- The exercise -
Edit the entries from the line holding "drop a point: the phone screen" through the end of the entries, inclusive, so that "smiling" becomes "grinning" and everything else stays the same. Leave the pictures out of your answer.

- Data excerpts -
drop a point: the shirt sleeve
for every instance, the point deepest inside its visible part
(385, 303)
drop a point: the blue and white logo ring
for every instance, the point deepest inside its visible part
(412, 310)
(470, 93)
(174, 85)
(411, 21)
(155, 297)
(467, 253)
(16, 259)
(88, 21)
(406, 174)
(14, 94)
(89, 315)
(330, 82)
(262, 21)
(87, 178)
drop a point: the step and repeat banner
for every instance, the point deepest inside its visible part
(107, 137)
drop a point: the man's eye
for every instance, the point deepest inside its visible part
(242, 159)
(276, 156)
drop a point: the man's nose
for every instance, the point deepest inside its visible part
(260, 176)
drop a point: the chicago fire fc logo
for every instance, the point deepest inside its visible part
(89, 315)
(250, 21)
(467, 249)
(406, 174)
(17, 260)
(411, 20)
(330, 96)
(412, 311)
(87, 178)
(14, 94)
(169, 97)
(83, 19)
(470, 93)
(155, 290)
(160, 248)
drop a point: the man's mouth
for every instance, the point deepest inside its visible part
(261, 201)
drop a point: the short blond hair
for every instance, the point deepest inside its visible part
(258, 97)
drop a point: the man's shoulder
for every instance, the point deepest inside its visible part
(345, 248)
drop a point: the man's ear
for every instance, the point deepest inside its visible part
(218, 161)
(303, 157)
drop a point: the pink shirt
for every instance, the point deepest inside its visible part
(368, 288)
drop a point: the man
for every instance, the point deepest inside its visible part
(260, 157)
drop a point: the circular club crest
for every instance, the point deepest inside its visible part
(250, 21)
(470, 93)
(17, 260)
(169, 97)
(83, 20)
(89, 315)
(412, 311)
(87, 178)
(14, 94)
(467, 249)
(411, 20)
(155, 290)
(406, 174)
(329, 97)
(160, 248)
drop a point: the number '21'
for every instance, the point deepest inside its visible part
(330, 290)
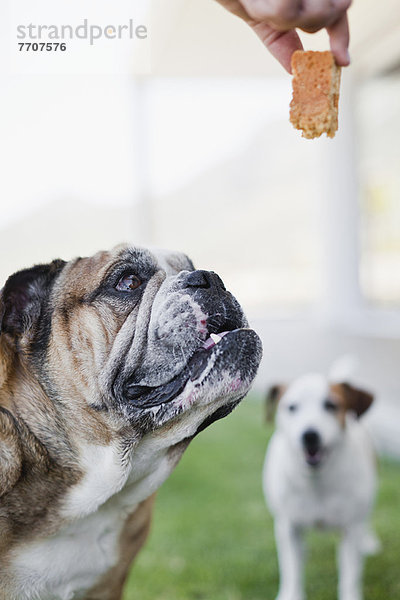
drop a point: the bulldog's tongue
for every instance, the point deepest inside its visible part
(214, 339)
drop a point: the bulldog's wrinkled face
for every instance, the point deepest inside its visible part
(136, 334)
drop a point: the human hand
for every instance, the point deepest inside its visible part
(275, 23)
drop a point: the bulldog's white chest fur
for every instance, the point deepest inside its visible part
(64, 566)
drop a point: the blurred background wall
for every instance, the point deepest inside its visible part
(198, 155)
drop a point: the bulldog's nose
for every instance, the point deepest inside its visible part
(204, 279)
(311, 439)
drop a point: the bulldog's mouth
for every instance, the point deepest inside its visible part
(219, 351)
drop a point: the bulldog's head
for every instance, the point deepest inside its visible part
(138, 336)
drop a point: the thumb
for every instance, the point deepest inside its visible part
(281, 44)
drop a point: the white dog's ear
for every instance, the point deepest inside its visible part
(274, 394)
(356, 400)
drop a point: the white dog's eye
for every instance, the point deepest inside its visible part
(128, 283)
(330, 405)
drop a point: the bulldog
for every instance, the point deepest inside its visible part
(109, 366)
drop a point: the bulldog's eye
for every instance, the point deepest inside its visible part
(330, 406)
(128, 283)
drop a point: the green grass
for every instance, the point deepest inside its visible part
(212, 536)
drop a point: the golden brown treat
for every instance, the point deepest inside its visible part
(316, 82)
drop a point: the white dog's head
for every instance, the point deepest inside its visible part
(311, 413)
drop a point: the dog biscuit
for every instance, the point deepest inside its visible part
(316, 82)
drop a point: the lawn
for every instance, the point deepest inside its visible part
(212, 535)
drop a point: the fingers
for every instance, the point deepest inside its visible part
(281, 44)
(339, 38)
(309, 15)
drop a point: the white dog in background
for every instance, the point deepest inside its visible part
(320, 471)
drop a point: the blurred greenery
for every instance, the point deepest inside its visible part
(212, 537)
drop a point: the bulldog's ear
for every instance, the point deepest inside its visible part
(356, 400)
(23, 296)
(274, 394)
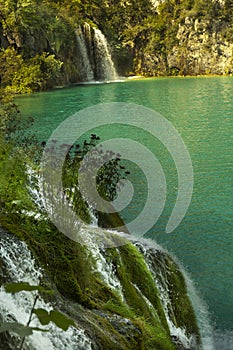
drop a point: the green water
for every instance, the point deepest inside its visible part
(201, 109)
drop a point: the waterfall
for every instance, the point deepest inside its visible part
(85, 65)
(20, 266)
(95, 61)
(105, 69)
(150, 250)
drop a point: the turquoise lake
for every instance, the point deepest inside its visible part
(201, 110)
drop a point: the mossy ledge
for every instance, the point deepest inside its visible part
(80, 292)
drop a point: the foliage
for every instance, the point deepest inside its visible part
(45, 317)
(40, 44)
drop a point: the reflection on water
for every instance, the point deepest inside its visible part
(201, 109)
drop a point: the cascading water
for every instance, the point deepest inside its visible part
(95, 59)
(85, 65)
(20, 266)
(105, 69)
(150, 250)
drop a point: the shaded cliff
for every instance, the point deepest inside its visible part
(56, 43)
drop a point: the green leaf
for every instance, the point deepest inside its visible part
(43, 316)
(61, 320)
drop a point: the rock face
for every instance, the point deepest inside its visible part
(201, 49)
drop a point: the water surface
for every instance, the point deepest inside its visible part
(201, 109)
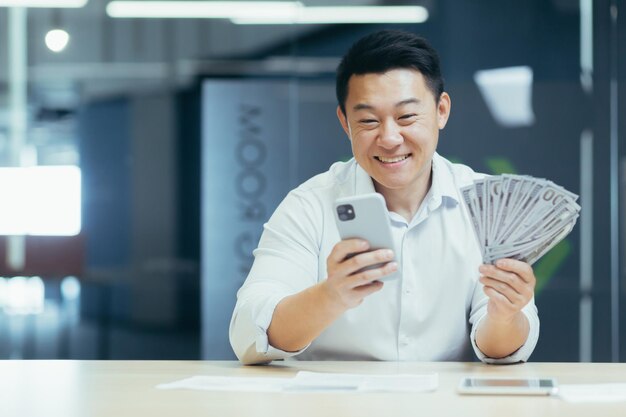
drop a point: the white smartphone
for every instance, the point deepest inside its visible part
(365, 217)
(508, 386)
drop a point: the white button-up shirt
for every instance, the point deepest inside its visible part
(430, 313)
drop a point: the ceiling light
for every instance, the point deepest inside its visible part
(202, 9)
(344, 14)
(508, 94)
(57, 39)
(43, 3)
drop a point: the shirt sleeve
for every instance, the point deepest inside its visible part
(479, 312)
(285, 263)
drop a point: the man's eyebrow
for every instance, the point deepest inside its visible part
(362, 106)
(408, 101)
(365, 106)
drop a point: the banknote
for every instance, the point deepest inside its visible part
(519, 216)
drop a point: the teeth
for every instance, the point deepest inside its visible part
(390, 160)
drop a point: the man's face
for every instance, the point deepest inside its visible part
(393, 122)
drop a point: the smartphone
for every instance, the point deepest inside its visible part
(365, 217)
(508, 386)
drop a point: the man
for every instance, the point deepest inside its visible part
(304, 297)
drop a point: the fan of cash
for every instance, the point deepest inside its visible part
(519, 217)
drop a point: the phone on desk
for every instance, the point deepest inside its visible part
(365, 217)
(507, 386)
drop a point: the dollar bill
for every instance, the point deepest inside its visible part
(518, 216)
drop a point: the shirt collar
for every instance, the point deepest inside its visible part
(442, 191)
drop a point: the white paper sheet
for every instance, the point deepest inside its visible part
(311, 382)
(605, 393)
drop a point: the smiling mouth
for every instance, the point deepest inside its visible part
(386, 160)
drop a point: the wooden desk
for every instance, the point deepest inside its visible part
(127, 388)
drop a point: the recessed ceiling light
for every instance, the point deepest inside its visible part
(57, 40)
(43, 3)
(201, 9)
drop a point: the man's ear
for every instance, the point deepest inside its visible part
(443, 110)
(343, 121)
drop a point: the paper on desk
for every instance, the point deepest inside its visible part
(317, 381)
(228, 383)
(593, 392)
(311, 381)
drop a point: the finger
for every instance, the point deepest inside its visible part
(513, 297)
(509, 278)
(498, 297)
(520, 268)
(371, 275)
(364, 260)
(368, 289)
(347, 247)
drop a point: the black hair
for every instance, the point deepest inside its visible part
(386, 50)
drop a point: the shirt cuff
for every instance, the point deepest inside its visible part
(523, 353)
(262, 323)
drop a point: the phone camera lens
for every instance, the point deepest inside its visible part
(345, 212)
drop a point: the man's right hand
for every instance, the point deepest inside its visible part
(347, 285)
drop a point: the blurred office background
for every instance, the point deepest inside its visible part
(141, 150)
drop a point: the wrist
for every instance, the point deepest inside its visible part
(329, 299)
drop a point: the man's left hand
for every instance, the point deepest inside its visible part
(510, 285)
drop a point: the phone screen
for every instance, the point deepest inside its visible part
(510, 382)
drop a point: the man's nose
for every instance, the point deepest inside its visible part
(390, 135)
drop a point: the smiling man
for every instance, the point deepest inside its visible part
(305, 298)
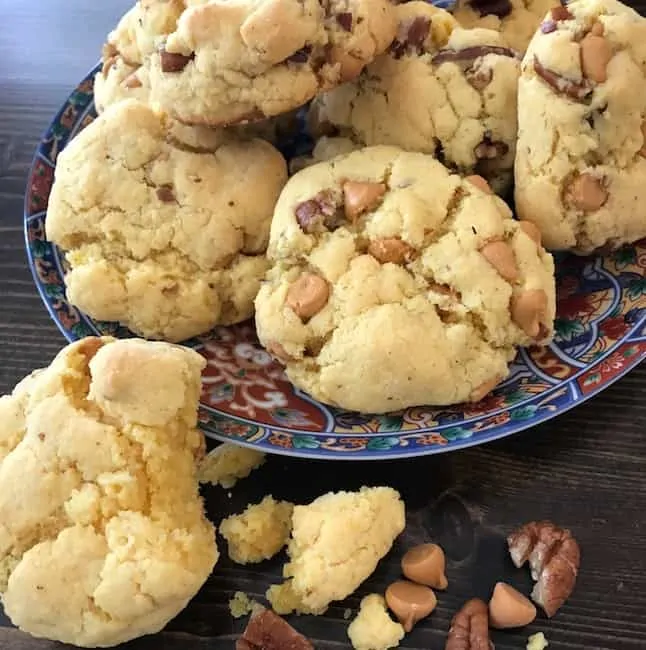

- Answer for the task -
drop a point: the phone screen
for every instance, the point deepest inside its visible part
(510, 382)
drop a point: the man's nose
for every instance, the point deepest inside its visible part
(390, 135)
drop a point: the grinning man
for every instance, the point deepest inside its visible part
(305, 298)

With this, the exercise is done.